> [Recorded information]
——
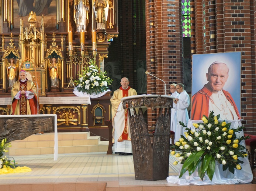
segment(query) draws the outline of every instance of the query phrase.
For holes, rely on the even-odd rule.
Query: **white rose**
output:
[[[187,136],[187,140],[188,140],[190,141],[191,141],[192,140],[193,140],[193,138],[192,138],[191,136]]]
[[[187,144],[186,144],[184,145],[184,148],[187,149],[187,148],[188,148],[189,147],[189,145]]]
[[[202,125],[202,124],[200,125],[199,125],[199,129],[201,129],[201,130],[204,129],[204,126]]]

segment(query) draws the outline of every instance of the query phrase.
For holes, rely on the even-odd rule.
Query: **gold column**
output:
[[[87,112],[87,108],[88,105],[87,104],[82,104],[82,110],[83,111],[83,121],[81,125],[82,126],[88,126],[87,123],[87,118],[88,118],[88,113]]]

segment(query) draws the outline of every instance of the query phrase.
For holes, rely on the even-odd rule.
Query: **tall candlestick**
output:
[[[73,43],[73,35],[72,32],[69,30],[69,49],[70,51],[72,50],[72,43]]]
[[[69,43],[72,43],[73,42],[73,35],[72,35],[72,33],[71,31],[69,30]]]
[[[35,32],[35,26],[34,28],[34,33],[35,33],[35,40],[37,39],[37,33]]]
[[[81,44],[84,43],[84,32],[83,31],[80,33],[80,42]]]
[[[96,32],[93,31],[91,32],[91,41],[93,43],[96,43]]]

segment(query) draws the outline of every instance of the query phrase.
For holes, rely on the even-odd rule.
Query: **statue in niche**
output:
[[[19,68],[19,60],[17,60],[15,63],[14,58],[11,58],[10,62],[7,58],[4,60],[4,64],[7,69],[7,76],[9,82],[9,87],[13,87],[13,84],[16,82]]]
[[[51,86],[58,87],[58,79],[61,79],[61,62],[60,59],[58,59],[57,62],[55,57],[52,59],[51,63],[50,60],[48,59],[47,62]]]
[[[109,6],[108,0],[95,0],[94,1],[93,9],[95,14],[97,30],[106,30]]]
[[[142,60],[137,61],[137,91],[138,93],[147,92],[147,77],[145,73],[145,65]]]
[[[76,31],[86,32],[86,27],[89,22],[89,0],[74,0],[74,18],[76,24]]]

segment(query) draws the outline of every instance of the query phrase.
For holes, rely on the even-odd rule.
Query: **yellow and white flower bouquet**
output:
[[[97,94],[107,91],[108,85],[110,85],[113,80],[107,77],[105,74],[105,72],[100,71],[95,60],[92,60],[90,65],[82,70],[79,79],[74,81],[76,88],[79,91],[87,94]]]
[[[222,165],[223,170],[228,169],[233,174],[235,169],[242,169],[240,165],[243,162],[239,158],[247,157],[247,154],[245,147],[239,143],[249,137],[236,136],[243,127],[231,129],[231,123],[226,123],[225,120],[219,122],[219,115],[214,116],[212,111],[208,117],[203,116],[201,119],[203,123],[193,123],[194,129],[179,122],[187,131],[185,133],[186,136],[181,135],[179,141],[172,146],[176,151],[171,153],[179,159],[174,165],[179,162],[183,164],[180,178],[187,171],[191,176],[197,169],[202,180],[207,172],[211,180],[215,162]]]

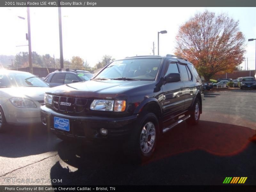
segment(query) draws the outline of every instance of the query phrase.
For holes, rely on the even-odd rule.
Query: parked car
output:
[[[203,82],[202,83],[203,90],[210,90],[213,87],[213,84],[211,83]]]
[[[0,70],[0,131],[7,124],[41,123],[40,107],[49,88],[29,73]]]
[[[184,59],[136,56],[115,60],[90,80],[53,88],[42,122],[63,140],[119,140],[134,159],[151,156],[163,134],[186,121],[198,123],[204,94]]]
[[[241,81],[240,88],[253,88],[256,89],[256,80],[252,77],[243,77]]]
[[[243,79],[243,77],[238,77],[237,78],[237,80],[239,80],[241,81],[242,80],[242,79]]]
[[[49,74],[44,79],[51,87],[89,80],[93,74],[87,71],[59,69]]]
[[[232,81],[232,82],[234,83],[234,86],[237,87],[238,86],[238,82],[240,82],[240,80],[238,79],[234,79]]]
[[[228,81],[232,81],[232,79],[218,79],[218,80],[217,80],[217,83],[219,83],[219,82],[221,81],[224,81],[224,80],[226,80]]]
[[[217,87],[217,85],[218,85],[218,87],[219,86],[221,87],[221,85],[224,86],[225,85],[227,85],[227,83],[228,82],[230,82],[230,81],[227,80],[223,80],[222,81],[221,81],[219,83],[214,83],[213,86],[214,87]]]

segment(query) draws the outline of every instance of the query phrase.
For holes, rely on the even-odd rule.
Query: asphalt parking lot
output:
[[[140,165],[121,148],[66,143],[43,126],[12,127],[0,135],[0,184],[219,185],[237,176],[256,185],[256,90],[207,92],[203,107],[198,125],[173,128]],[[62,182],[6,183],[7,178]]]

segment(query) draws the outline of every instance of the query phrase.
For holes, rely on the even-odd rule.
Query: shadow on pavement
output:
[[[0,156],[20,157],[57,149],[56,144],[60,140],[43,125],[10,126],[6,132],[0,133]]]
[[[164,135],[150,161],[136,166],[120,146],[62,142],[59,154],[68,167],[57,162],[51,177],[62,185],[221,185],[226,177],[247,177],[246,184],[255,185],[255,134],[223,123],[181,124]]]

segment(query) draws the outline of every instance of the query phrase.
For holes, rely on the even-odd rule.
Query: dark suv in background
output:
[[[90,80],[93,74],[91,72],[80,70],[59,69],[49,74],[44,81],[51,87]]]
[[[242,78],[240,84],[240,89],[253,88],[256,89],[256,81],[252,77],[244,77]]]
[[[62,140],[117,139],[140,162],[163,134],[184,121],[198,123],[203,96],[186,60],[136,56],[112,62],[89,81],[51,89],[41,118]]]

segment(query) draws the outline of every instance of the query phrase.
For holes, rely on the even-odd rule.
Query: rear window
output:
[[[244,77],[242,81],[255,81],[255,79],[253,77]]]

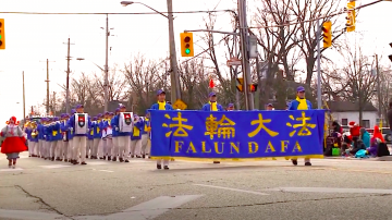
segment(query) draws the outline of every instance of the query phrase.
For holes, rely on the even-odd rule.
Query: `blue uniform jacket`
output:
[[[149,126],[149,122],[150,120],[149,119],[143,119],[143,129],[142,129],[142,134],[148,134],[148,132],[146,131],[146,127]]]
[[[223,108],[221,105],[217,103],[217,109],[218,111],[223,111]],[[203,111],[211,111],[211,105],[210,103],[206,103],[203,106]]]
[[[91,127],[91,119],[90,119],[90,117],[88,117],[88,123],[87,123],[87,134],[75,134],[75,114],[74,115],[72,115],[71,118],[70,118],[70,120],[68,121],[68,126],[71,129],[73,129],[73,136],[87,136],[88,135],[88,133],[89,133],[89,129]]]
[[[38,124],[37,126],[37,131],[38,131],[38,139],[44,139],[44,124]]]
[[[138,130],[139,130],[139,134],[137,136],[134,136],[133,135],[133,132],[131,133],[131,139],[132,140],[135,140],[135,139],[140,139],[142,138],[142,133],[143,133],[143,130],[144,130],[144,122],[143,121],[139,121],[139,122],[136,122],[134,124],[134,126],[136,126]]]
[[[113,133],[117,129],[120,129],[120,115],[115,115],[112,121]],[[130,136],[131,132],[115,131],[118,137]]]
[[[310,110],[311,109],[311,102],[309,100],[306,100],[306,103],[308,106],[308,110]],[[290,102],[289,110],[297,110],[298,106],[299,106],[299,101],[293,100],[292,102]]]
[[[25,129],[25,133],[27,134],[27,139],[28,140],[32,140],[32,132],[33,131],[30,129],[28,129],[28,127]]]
——
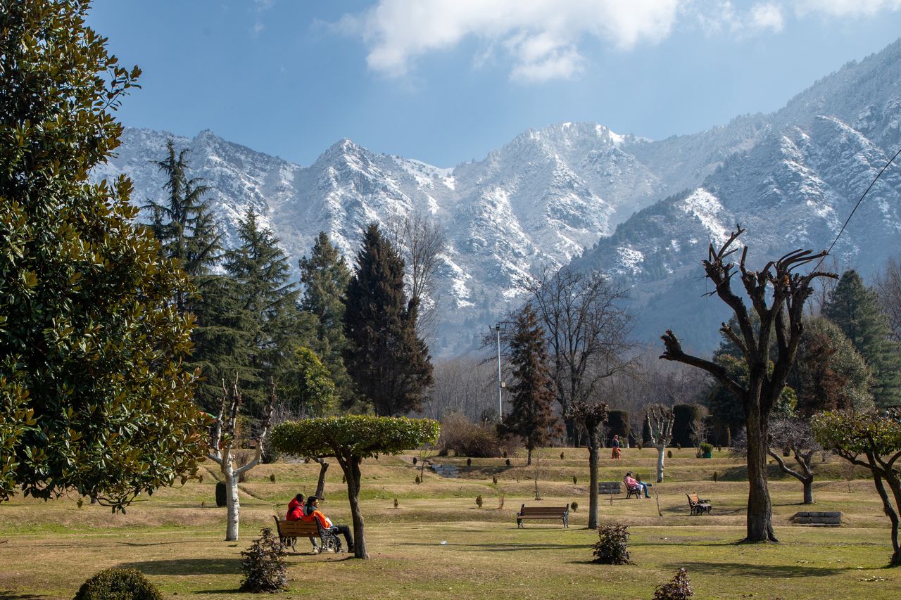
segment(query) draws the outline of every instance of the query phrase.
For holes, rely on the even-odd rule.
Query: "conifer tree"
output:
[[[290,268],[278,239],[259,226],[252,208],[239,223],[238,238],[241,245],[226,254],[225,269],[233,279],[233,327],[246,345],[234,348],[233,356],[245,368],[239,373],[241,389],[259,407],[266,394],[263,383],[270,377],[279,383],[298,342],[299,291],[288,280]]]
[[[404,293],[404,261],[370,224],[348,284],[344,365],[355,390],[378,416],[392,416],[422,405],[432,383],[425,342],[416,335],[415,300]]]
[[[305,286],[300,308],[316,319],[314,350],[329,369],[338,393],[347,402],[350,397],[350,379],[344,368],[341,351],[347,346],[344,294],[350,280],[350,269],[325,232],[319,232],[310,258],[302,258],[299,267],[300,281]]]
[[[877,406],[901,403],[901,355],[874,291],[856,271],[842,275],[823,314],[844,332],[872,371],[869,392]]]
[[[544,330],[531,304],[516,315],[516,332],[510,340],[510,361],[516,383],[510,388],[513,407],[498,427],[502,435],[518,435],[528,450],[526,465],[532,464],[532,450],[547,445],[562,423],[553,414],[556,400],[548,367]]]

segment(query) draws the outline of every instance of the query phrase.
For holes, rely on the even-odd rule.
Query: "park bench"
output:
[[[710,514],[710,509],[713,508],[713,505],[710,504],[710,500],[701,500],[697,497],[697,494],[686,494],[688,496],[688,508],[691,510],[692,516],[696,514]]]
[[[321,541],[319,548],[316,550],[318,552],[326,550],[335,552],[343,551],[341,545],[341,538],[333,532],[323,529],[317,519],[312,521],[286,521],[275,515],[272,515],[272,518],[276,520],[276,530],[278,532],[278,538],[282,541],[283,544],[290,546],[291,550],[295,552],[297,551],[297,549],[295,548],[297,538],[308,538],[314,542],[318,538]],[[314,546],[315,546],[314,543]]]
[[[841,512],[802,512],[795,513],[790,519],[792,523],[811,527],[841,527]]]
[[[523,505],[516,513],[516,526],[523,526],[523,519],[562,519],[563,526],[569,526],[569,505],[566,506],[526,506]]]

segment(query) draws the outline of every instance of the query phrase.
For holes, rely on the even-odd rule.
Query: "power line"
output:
——
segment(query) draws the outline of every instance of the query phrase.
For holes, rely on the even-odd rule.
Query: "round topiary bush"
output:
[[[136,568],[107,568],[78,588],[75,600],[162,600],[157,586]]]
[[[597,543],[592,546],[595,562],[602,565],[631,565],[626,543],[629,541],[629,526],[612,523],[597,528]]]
——
Return each line above that contains the word "white", copying every such line in full.

Query: **white rose**
Query: **yellow and white flower bouquet**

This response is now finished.